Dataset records
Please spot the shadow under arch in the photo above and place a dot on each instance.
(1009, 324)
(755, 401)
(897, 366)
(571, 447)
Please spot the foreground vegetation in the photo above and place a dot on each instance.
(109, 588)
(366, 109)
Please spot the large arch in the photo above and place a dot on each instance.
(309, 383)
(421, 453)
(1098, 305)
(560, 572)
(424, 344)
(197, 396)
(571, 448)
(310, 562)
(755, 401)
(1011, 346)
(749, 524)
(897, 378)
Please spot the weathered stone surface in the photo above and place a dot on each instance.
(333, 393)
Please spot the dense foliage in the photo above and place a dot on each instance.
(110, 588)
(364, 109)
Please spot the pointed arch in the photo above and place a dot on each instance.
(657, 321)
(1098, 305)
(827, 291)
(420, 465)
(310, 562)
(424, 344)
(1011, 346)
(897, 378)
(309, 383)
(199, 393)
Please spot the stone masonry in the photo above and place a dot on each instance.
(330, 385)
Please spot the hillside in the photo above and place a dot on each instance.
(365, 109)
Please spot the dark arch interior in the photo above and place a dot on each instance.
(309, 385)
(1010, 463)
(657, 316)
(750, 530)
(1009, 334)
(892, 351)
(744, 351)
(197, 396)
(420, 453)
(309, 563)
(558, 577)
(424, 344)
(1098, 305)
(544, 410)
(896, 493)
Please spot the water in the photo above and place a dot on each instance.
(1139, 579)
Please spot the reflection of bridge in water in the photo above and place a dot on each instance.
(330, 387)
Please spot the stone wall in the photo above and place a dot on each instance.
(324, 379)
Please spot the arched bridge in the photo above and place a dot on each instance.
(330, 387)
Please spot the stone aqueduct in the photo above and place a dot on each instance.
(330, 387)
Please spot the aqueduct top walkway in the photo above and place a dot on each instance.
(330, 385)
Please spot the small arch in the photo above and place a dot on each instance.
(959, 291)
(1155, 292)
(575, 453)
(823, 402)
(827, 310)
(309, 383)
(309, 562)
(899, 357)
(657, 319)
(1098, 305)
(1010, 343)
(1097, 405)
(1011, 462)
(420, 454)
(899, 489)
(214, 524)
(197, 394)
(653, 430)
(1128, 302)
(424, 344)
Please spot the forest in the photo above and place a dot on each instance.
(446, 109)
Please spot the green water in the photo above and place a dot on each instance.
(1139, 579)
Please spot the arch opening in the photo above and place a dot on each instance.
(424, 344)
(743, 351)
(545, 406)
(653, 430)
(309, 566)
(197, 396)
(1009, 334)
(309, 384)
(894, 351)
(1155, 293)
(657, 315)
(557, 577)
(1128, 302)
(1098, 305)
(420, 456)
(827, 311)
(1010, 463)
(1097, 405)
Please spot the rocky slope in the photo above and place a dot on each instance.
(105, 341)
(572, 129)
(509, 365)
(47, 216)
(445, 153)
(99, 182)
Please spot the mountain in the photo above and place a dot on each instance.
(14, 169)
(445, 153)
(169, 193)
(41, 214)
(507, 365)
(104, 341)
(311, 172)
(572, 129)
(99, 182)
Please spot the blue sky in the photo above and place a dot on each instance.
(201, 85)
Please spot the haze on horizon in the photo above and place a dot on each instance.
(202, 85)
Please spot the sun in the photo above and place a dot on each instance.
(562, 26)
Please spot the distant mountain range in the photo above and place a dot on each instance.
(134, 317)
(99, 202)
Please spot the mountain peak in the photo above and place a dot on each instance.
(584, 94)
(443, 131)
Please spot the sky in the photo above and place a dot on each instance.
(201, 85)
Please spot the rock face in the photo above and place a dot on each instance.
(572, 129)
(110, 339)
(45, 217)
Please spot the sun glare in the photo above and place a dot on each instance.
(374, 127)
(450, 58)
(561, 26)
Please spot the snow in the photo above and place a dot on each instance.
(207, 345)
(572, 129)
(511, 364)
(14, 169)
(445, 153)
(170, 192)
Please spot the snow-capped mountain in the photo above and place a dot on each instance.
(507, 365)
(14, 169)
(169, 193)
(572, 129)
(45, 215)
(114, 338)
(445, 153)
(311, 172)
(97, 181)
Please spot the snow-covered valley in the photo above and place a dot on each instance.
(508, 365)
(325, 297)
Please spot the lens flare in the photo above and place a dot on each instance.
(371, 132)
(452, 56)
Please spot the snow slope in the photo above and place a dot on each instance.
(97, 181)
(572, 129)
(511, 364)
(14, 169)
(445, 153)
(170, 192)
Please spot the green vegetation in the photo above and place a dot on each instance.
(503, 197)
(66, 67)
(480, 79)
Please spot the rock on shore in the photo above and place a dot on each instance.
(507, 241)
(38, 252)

> **GOAL OF THE EXERCISE**:
Give all the records above again, wording unchanged.

> **TASK OUTPUT**:
Please spot the shadow under arch in the photo above and place a dot on each instance.
(1009, 324)
(755, 401)
(897, 366)
(571, 447)
Please spot the foreground vegetation in the photo above and place a dot on each instance.
(109, 588)
(366, 109)
Please spot the large arch in the photo above and place a dot on each instance.
(309, 383)
(421, 453)
(1098, 305)
(560, 572)
(424, 344)
(197, 396)
(571, 448)
(310, 562)
(755, 401)
(1011, 346)
(749, 524)
(897, 378)
Please spot the weathered stone surface in the photo above and place a dot on each instance.
(333, 393)
Please spot the dense foliage in the photo above and place a dot on each instance.
(110, 588)
(364, 109)
Please spot the pointed arch in the photo above and place a dot on each instance.
(657, 321)
(1098, 305)
(827, 291)
(420, 465)
(310, 562)
(424, 344)
(1011, 346)
(897, 378)
(309, 383)
(199, 393)
Please spot the stone masonry in the photo above and place a dot on each instance.
(330, 385)
Please spot the hillside in the photo above and place a dot on each instance.
(365, 109)
Please spot the dark arch interior in the photo above and place a dot on each instance.
(309, 385)
(1010, 463)
(657, 316)
(750, 530)
(1009, 334)
(892, 351)
(744, 351)
(197, 396)
(420, 453)
(309, 563)
(558, 577)
(424, 344)
(1098, 305)
(544, 410)
(896, 493)
Please spot the water in the photo above and place a dot on each instance.
(1139, 579)
Please spot the reflection of bridge in water in the photo above and place a dot on each instance.
(330, 387)
Please spot the stone wall in the photo above and place a dot on each instance.
(324, 379)
Please spot the arched bridge in the photo above and place a dot on each instance.
(330, 387)
Please spot the stone aqueduct in the photo above and place a dot on each instance.
(330, 387)
Please spot the aqueduct top walkway in the photo above and place a dot on each instance.
(330, 385)
Please spot the small arch in the photo above and place a dot on each instance.
(959, 291)
(1155, 292)
(575, 453)
(823, 402)
(827, 310)
(309, 383)
(309, 562)
(899, 357)
(657, 319)
(1098, 305)
(1010, 343)
(1097, 405)
(1011, 462)
(420, 454)
(899, 489)
(214, 524)
(197, 394)
(653, 430)
(1128, 302)
(424, 344)
Please spot the forest in the photo above and place a dot on each instance.
(446, 109)
Please spot the green water in the photo above and place a dot on each instance.
(1139, 579)
Please spot the arch opening in the photo above and place a dot on each instance.
(424, 344)
(743, 351)
(545, 406)
(653, 430)
(309, 566)
(197, 396)
(1009, 334)
(309, 384)
(894, 351)
(1155, 293)
(657, 315)
(557, 577)
(1128, 302)
(1098, 305)
(420, 456)
(827, 311)
(1010, 463)
(1097, 405)
Please spot the rocky slope in the photo above and place a dot on each instance.
(105, 341)
(572, 129)
(509, 365)
(47, 216)
(445, 153)
(99, 182)
Please spot the mountain in the photo above and place a dot on each instance.
(14, 169)
(445, 153)
(169, 193)
(41, 214)
(507, 365)
(104, 341)
(311, 172)
(572, 129)
(99, 182)
Please spot the blue sky in the photo above and place a dot on each instance.
(201, 85)
Please spot the haze on horizon in the photo above and place a dot on each instance.
(202, 85)
Please spot the sun in the photo above and place a dot on each instance.
(562, 26)
Please spot the distant mountain range in the photo above and place a dot on each instance.
(134, 317)
(99, 202)
Please spot the mountain peak in the photo above and place a dot on each instance.
(584, 94)
(443, 131)
Please spot the sky in the photo above and place a dot on each instance.
(201, 85)
Please spot the rock face in the photo above and place a dot on each instance.
(572, 129)
(110, 339)
(45, 217)
Please spot the sun glare in the photo above and place a dot on each instance.
(374, 127)
(450, 58)
(561, 26)
Please spot the snow in the photo above and place a dot on each instance.
(207, 345)
(572, 129)
(511, 364)
(14, 169)
(445, 153)
(170, 192)
Please spot the snow-capped mountain in the photo above and place a dot on each instance.
(507, 365)
(14, 169)
(169, 193)
(572, 129)
(45, 215)
(114, 338)
(445, 153)
(311, 172)
(97, 181)
Please spot the snow-covered valley in the photo above and place a dot on each instance.
(508, 365)
(325, 297)
Please spot the lens flare in the photo above and place a dot on each instance.
(371, 132)
(452, 56)
Please spot the snow slope in the photo above and place a dot on each instance.
(97, 181)
(572, 129)
(511, 364)
(14, 169)
(445, 153)
(170, 192)
Please spot the green vegetation in the photo above and place a dot on each instance.
(503, 197)
(66, 67)
(480, 79)
Please spot the rock on shore in the photo above and place a dot on each instance.
(507, 241)
(38, 252)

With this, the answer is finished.